- [Given exercise]:
Reproduce the lines of the records from the line with "Job ID 4072. Annotate class: mowed" to the line with "[161,155,302,300]", both included, keeping the requests unchanged. Multiply every box coordinate in the answers by 0.45 and round each result to a whole number, with halves rounded up.

(Part of a data file)
=======
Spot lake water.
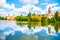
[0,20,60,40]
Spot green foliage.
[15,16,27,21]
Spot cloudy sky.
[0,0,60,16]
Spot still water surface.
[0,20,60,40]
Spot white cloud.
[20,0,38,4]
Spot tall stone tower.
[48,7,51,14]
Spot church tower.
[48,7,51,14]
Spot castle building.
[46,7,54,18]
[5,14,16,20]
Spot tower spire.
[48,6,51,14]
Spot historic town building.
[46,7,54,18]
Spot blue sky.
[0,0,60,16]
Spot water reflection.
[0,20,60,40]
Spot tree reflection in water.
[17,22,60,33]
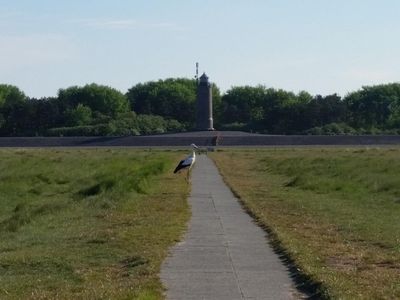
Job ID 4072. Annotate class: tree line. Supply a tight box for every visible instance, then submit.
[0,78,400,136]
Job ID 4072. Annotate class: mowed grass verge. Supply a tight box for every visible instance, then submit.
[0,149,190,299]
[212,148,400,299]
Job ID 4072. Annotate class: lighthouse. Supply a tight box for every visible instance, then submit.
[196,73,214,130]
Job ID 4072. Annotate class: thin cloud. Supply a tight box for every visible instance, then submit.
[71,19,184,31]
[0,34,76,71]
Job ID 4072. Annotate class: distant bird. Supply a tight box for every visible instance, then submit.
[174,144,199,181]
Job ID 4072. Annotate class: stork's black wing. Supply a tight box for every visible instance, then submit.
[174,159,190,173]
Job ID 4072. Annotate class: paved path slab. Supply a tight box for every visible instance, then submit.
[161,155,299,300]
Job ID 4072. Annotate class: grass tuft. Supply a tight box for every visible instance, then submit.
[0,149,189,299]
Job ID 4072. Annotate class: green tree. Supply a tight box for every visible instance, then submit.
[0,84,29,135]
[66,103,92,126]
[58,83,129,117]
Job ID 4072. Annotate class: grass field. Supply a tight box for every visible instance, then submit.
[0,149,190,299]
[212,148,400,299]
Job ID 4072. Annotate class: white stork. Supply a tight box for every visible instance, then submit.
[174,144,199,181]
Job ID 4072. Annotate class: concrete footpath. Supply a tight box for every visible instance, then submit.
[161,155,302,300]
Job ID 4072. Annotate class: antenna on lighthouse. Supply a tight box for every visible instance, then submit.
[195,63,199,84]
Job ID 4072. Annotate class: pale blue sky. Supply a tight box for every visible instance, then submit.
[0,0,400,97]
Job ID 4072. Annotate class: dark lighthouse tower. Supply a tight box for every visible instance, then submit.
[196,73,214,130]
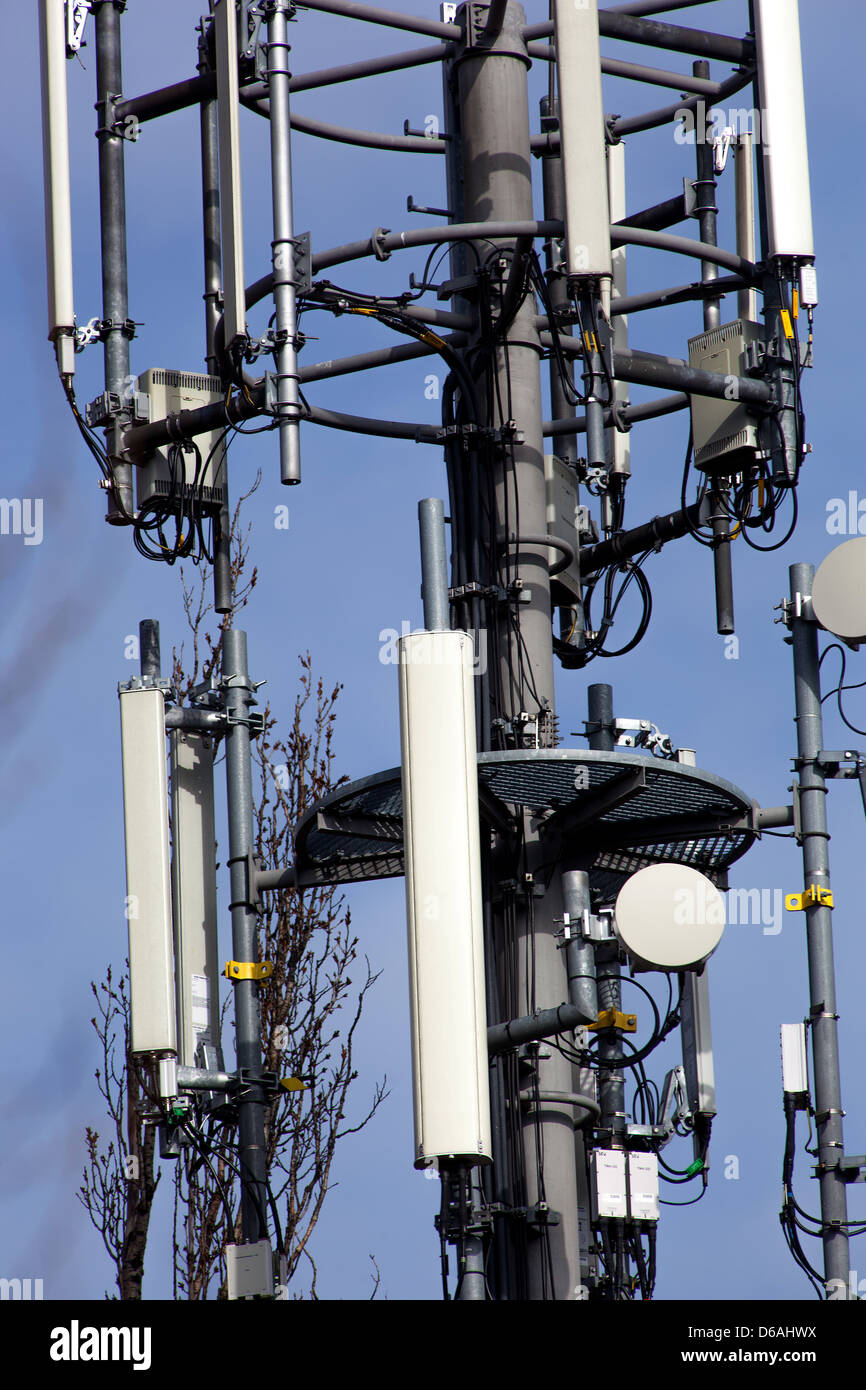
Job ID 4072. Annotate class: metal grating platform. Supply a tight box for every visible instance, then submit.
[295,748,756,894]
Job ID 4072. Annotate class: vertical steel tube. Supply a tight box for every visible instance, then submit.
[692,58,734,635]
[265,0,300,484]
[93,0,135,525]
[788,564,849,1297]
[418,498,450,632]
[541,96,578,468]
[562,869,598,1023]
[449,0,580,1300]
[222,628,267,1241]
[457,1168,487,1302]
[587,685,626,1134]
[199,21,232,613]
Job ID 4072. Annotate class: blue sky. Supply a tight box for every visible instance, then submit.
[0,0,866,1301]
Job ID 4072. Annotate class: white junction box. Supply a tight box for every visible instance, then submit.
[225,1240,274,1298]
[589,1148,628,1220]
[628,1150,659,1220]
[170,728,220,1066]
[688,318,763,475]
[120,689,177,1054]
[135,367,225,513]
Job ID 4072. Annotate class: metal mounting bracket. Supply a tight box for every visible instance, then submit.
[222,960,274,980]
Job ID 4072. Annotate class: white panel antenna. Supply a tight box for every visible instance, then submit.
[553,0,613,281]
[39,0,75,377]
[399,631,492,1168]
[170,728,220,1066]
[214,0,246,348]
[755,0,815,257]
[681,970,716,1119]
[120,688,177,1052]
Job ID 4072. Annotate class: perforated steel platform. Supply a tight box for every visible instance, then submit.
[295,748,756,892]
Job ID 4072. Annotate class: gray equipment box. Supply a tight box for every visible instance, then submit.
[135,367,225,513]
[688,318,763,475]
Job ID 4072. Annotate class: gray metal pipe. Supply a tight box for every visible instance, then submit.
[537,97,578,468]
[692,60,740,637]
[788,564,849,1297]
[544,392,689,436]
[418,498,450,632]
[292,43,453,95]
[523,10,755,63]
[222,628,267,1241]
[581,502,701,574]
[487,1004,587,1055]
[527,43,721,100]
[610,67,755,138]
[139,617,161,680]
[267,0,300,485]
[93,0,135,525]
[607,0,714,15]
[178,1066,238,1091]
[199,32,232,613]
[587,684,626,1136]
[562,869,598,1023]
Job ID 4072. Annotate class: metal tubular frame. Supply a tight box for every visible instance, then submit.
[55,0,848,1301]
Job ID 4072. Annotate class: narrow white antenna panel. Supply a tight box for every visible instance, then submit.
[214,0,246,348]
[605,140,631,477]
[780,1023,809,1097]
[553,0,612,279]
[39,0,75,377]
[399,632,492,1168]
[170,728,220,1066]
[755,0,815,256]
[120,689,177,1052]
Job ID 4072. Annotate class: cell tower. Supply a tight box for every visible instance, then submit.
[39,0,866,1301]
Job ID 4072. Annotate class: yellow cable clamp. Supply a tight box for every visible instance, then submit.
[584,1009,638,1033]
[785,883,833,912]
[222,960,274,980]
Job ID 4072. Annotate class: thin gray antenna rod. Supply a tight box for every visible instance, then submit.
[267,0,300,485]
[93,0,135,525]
=======
- [Response to the exercise]:
Job ID 4072. Annotate class: mowed grass verge. Supply a tight box for every visible instance, then submit.
[0,67,86,135]
[95,67,180,135]
Job ID 4072. Annotate class: lighthouse. Supply a tight box for every visible instance, then submit.
[88,33,96,59]
Job ID 4072. Annotate class: thin cloud. Supply a tight box for every visible instance, then submit.
[32,9,83,14]
[0,15,34,32]
Job ID 4072. Annotate class: distant bird. Supply a tight box for every visible instance, then submit.
[78,65,90,81]
Job ID 4072. Annotate class: stork's black wing. Supply a tight box for every visible instance, then submit.
[78,72,86,78]
Job ID 4072. Annotate class: paved path slab. Supply a tight box for every visible instance, then submit.
[72,70,135,135]
Job ID 4072. Annotate class: grass tuft. Supply a tight box for every visible instance, then submit.
[0,67,85,135]
Job ID 4072. Annotate class: green tree. Supply a tight box for every visible instance, then submit.
[0,38,13,61]
[30,46,41,57]
[26,37,58,53]
Job ID 4072. Annotate class: grass field. Supply a tight box for every visible instance, then submit.
[0,67,86,135]
[95,67,180,135]
Job ID 4072. Annotate class: white stork. Supply a tight box for every visible instance, then submit.
[78,65,90,81]
Job ID 4072. Annotate class: concrete footpath. Supply a tight box for every visible instance, then submit.
[72,70,136,135]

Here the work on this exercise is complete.